**WHAT IS BEING ASKED**
Can you write out everything in the listing from the line containing "Detect all occurrences of gray" down to the end of the listing, requests included, with every bounding box coordinate scaled by 0.3 and rounded to a whole number (halves rounded up), and the pictures left out?

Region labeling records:

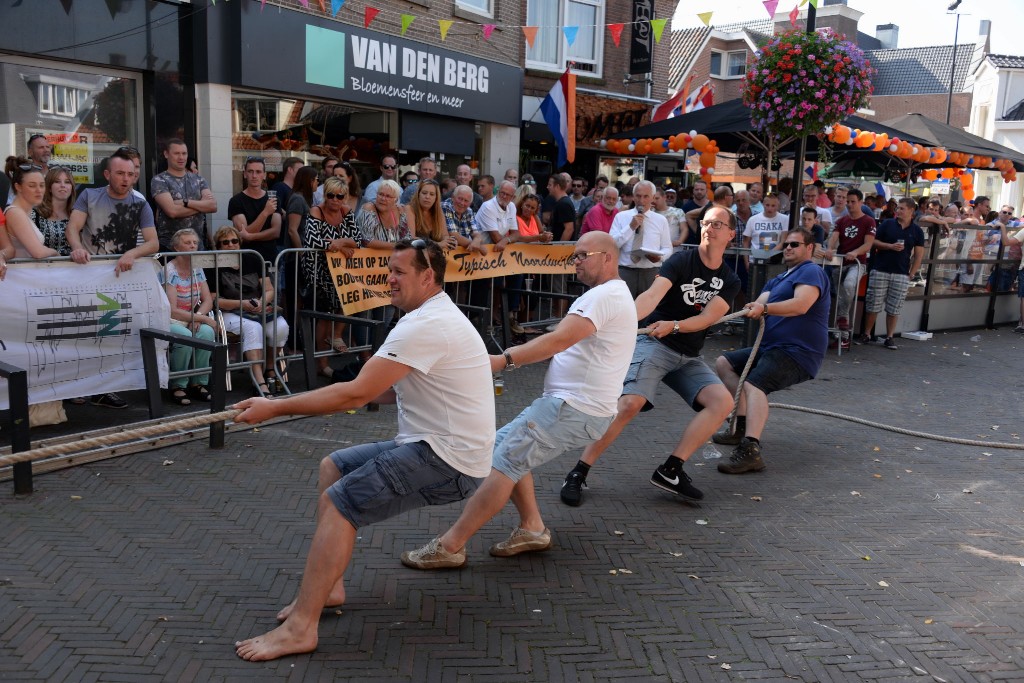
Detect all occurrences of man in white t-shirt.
[401,231,637,569]
[743,195,790,265]
[608,180,673,299]
[234,240,495,661]
[474,180,519,251]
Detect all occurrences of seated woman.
[162,227,217,405]
[403,179,458,249]
[36,166,75,256]
[208,225,288,396]
[301,176,364,379]
[4,159,58,258]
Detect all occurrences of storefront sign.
[630,0,654,74]
[577,95,650,143]
[239,3,522,126]
[23,128,93,185]
[327,244,573,315]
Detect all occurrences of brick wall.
[524,0,675,100]
[265,0,525,66]
[866,92,972,127]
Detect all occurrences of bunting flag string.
[606,24,626,47]
[437,19,455,43]
[522,26,540,47]
[280,0,692,47]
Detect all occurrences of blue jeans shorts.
[722,348,811,394]
[327,441,482,528]
[490,396,614,482]
[623,335,722,411]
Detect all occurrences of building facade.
[0,0,522,220]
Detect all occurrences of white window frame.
[36,83,53,114]
[709,50,746,81]
[523,0,607,78]
[455,0,495,18]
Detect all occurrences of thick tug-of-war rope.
[637,310,1024,451]
[6,310,1024,467]
[0,410,242,467]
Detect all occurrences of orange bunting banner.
[326,244,574,315]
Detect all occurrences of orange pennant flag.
[522,26,538,47]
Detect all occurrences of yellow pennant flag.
[650,19,669,43]
[437,19,455,43]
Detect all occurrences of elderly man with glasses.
[561,202,739,506]
[713,227,830,474]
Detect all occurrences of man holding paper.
[609,180,673,299]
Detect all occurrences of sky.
[672,0,1024,55]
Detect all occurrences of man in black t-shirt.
[227,158,281,263]
[561,206,739,506]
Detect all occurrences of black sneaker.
[650,465,703,501]
[711,427,744,445]
[718,439,767,474]
[559,470,587,508]
[89,391,128,409]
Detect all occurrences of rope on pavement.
[0,410,242,467]
[768,403,1024,451]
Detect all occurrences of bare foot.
[234,624,316,661]
[278,581,345,622]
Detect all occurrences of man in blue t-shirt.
[857,197,925,351]
[713,227,830,474]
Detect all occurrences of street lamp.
[946,0,964,125]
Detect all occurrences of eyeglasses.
[565,251,608,265]
[700,220,730,230]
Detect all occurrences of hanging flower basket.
[743,31,874,138]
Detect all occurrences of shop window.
[0,55,146,187]
[455,0,495,16]
[526,0,604,76]
[711,50,746,78]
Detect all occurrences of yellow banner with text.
[327,244,574,315]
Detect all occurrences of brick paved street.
[0,330,1024,682]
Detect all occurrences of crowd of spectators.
[0,135,1024,417]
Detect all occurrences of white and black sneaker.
[650,459,703,501]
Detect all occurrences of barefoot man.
[234,240,495,661]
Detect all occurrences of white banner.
[0,259,171,410]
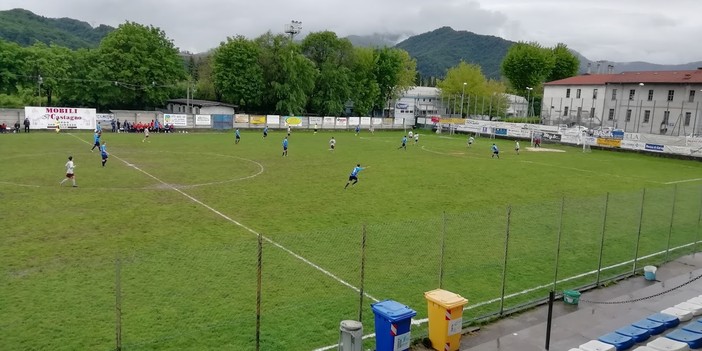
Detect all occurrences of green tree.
[351,47,380,116]
[212,36,264,109]
[271,43,319,116]
[502,42,555,92]
[437,62,506,117]
[302,31,353,67]
[0,39,25,94]
[96,22,186,108]
[25,42,74,106]
[546,43,580,82]
[376,48,417,115]
[301,31,353,116]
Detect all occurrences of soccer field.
[0,130,702,350]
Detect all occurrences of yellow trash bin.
[424,289,468,351]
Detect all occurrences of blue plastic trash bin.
[371,300,417,351]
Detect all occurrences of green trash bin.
[563,290,580,305]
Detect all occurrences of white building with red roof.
[541,68,702,136]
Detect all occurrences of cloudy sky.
[5,0,702,64]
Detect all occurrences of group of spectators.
[110,119,175,133]
[0,118,29,133]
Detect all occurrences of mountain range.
[0,9,702,79]
[0,9,115,49]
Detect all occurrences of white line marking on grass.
[314,242,697,351]
[69,133,380,302]
[422,146,470,157]
[520,161,665,184]
[663,178,702,185]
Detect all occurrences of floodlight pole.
[461,82,468,118]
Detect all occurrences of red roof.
[544,69,702,85]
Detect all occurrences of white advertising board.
[163,113,188,127]
[195,115,212,126]
[24,106,96,130]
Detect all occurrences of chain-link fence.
[5,185,702,350]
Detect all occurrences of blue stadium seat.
[683,320,702,334]
[598,333,640,351]
[631,319,666,335]
[614,323,656,343]
[646,313,680,329]
[665,329,702,349]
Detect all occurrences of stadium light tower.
[284,20,302,41]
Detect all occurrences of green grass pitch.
[0,130,702,350]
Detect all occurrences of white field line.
[71,134,380,302]
[521,161,666,184]
[314,242,697,351]
[663,178,702,185]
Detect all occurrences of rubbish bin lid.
[339,320,363,331]
[371,300,417,322]
[424,289,468,309]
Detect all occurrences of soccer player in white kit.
[59,156,78,188]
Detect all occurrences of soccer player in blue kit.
[344,163,368,189]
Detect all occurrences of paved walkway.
[418,254,702,351]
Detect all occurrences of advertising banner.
[266,115,280,126]
[645,144,664,152]
[195,115,212,126]
[284,116,302,127]
[249,116,266,124]
[663,145,692,155]
[24,106,96,130]
[597,138,622,147]
[163,113,188,127]
[95,113,115,123]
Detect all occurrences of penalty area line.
[69,133,380,302]
[663,178,702,185]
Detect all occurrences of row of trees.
[0,22,187,109]
[211,31,416,116]
[0,22,416,115]
[0,22,579,116]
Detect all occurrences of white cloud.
[0,0,702,64]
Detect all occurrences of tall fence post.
[664,184,678,262]
[256,234,263,351]
[546,196,565,292]
[115,255,122,351]
[439,211,446,289]
[692,186,702,257]
[595,192,609,286]
[631,188,646,275]
[500,205,512,316]
[358,224,366,323]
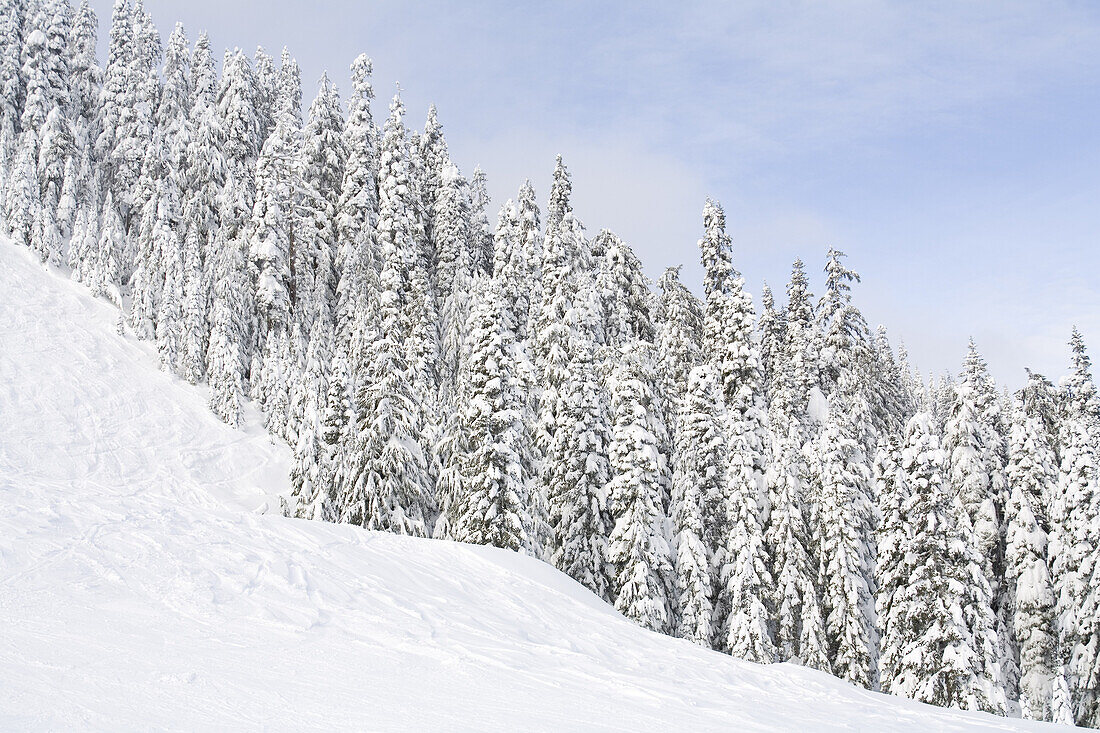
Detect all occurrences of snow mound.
[0,243,1056,731]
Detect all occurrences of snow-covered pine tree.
[153,177,185,371]
[867,326,914,435]
[179,222,207,384]
[944,341,1019,693]
[217,48,262,383]
[252,46,278,141]
[184,33,227,286]
[816,248,870,395]
[130,23,193,343]
[1005,473,1058,720]
[495,180,542,340]
[528,156,584,510]
[454,277,530,550]
[672,364,727,646]
[470,166,492,275]
[757,283,787,400]
[3,139,42,248]
[766,403,832,671]
[32,107,74,265]
[699,199,776,661]
[1051,328,1100,726]
[248,95,301,422]
[872,435,916,692]
[94,0,134,223]
[333,55,378,376]
[594,229,656,348]
[715,400,777,664]
[431,158,473,305]
[773,260,821,433]
[699,199,765,444]
[880,412,1005,713]
[607,345,672,633]
[288,301,337,522]
[86,192,127,308]
[217,48,263,241]
[415,105,451,290]
[336,195,433,536]
[206,225,250,426]
[547,330,614,600]
[815,372,877,688]
[0,0,25,211]
[1004,387,1058,541]
[655,266,703,431]
[293,74,348,331]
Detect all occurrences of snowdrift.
[0,242,1054,731]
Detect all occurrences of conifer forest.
[0,0,1100,727]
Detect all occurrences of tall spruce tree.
[607,347,672,632]
[455,277,531,550]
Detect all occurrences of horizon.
[92,0,1100,390]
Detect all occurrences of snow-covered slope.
[0,236,1060,731]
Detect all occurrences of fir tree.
[290,301,336,521]
[336,202,433,536]
[607,345,672,632]
[817,374,876,688]
[207,230,248,426]
[880,413,1004,713]
[293,75,348,330]
[1005,479,1057,720]
[455,281,529,550]
[672,365,727,646]
[655,267,703,429]
[715,405,777,664]
[595,229,656,348]
[766,411,832,671]
[547,342,613,600]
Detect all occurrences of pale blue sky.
[94,0,1100,387]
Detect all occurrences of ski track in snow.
[0,242,1054,731]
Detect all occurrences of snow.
[0,242,1064,731]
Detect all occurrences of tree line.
[0,0,1100,726]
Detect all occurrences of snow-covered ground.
[0,236,1054,731]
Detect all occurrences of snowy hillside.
[0,236,1064,731]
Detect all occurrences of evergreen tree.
[816,249,870,394]
[86,192,125,308]
[95,0,134,223]
[290,301,336,521]
[773,260,821,429]
[336,201,433,536]
[757,283,787,397]
[333,55,378,376]
[817,374,876,688]
[0,0,25,211]
[1005,479,1057,720]
[595,229,656,348]
[455,280,530,550]
[766,407,832,671]
[715,402,777,664]
[179,222,207,384]
[470,167,492,274]
[880,413,1004,713]
[1051,329,1100,725]
[872,435,910,691]
[293,75,348,330]
[607,345,672,632]
[672,365,727,646]
[547,336,613,600]
[655,267,703,429]
[207,229,248,426]
[249,103,300,422]
[252,46,278,140]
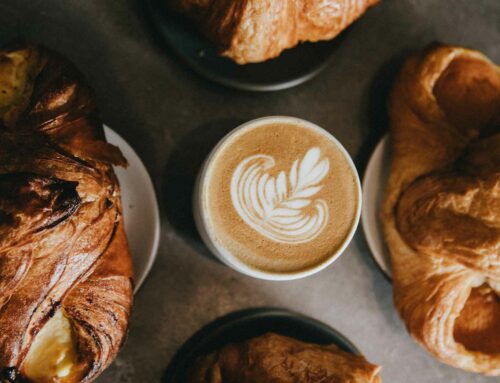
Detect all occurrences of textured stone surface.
[0,0,500,383]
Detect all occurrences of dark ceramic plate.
[145,0,345,91]
[162,308,360,383]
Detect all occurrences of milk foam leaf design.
[231,147,330,244]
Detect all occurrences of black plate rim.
[145,0,340,92]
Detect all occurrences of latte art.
[231,147,330,244]
[194,117,361,280]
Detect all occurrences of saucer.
[104,126,160,292]
[361,134,392,279]
[162,308,360,383]
[145,0,345,91]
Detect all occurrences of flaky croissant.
[381,46,500,375]
[167,0,379,64]
[0,44,133,383]
[190,333,382,383]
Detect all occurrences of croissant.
[190,333,381,383]
[381,45,500,376]
[0,43,133,383]
[168,0,379,64]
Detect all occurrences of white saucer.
[361,135,392,278]
[104,126,160,292]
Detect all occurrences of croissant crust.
[168,0,378,64]
[0,43,133,382]
[190,333,381,383]
[381,45,500,375]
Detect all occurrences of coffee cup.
[193,116,362,280]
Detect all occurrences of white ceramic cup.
[193,116,363,281]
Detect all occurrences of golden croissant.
[0,44,133,383]
[381,46,500,375]
[167,0,379,64]
[190,333,382,383]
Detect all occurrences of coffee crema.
[199,118,361,274]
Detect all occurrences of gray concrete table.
[0,0,500,383]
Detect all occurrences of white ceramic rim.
[193,116,363,281]
[361,134,392,279]
[104,125,160,294]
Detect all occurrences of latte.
[195,117,361,279]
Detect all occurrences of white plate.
[361,135,392,278]
[104,126,160,292]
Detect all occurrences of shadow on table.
[161,119,243,259]
[355,51,409,328]
[354,52,409,177]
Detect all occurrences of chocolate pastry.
[0,44,133,383]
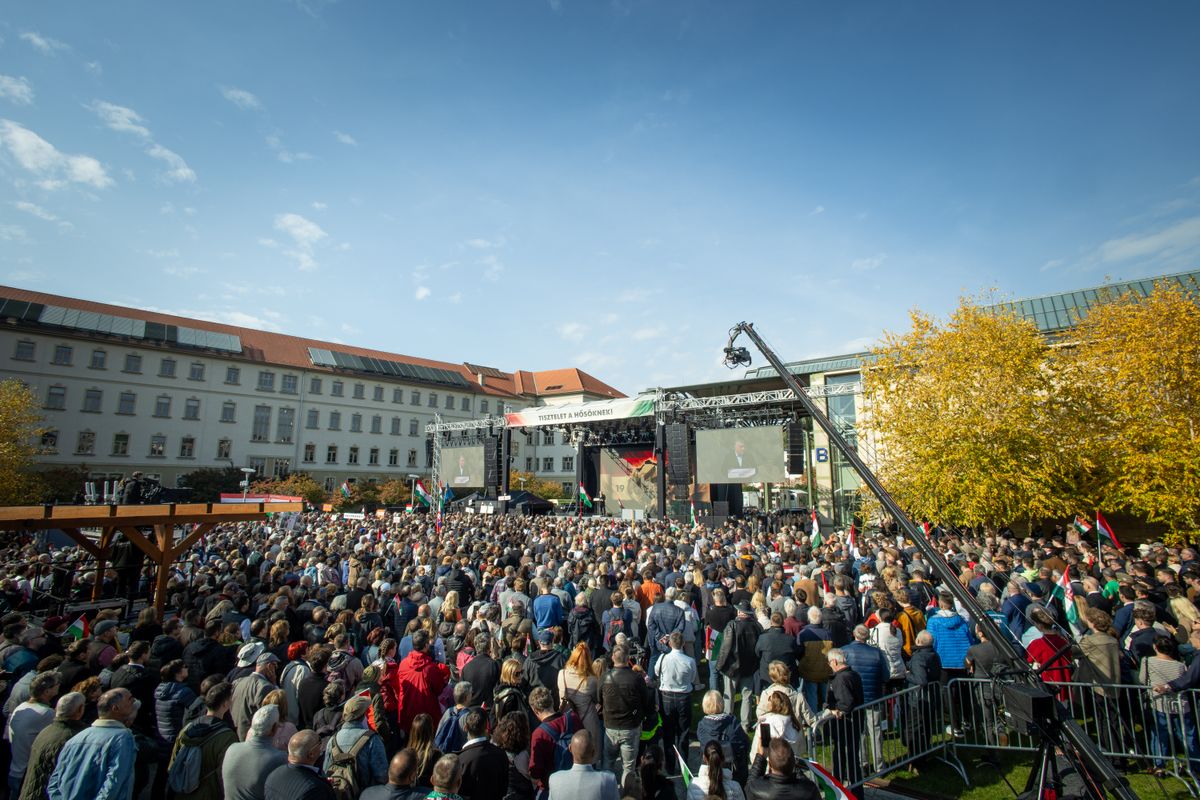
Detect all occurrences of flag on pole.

**REPLY**
Detect all occurrences of gray concrete table.
[0,0,150,115]
Detect all occurrences of white ceramic rim.
[58,35,109,84]
[108,40,118,84]
[31,38,48,88]
Detect all occurrences of latte.
[59,35,108,84]
Detect all occurrences of white plate.
[108,41,118,83]
[31,38,48,88]
Detect all occurrences of shadow on table.
[48,36,73,78]
[107,15,123,98]
[106,16,123,53]
Detect all occurrences of chocolate pastry.
[0,13,40,115]
Detect all occurrences of flag on pole.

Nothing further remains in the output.